_WORK INSTRUCTIONS_
Write out every line below, including those without coordinates, and multiply each bounding-box coordinate by 0.75, rounding to whole numbers with halves going up. Leave the pictures out.

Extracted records
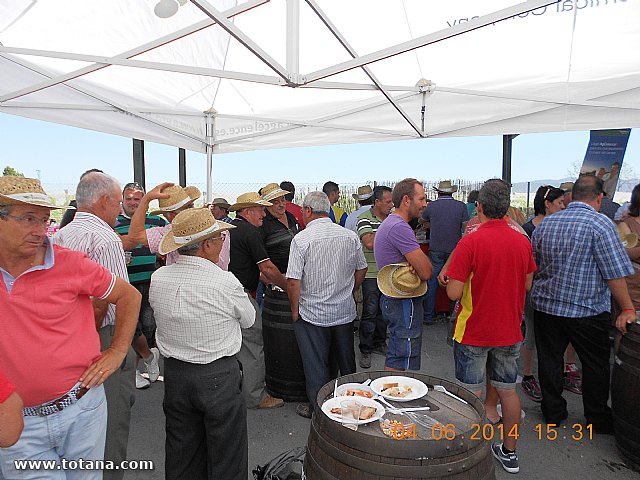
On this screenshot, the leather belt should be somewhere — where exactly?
[22,385,89,417]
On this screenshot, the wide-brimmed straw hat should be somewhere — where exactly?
[351,185,373,201]
[378,262,427,298]
[433,180,458,193]
[149,185,202,215]
[258,183,291,202]
[560,182,573,192]
[158,208,236,255]
[229,192,272,212]
[209,197,231,210]
[0,176,64,210]
[616,223,638,248]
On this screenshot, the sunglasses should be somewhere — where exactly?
[122,182,144,192]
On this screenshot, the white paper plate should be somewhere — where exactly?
[370,376,429,402]
[336,383,374,398]
[322,397,385,425]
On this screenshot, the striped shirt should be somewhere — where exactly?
[286,218,367,327]
[52,212,129,327]
[531,201,634,318]
[149,255,256,364]
[115,214,167,284]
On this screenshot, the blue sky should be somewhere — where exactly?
[0,114,640,186]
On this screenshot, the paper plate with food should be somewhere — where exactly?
[337,383,373,398]
[371,376,429,402]
[321,397,385,425]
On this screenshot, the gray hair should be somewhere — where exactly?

_SOLVED EXERCISE_
On this screenshot, the leather belt should be somewhere — where exactly?
[17,289,67,313]
On this screenshot, the wide-brimmed straw hat should be somewhere — where exactly?
[263,139,280,151]
[284,197,320,224]
[325,135,344,145]
[112,139,152,161]
[194,137,218,152]
[420,137,430,144]
[119,156,177,191]
[172,144,204,159]
[157,148,173,158]
[0,132,48,158]
[462,167,479,186]
On this screenshot, the sunglasses should be somewhere — where exactly?
[92,137,108,144]
On this screenshot, the white paper plate should be somewhere — where exactly?
[278,282,322,302]
[252,287,281,299]
[242,298,289,319]
On this screenshot, the striped shirt should be somewhere — where exactly?
[215,164,275,245]
[39,159,97,245]
[398,151,476,239]
[112,191,192,273]
[86,161,125,213]
On this screenshot, the blue sky should be somewhere — where exactly?
[0,86,480,140]
On this screenshot, the paper plate with food should be somewhere — where exactly?
[253,287,280,299]
[278,282,322,302]
[241,298,289,319]
On this screenshot, the gray hair should be somewhere — where exactly?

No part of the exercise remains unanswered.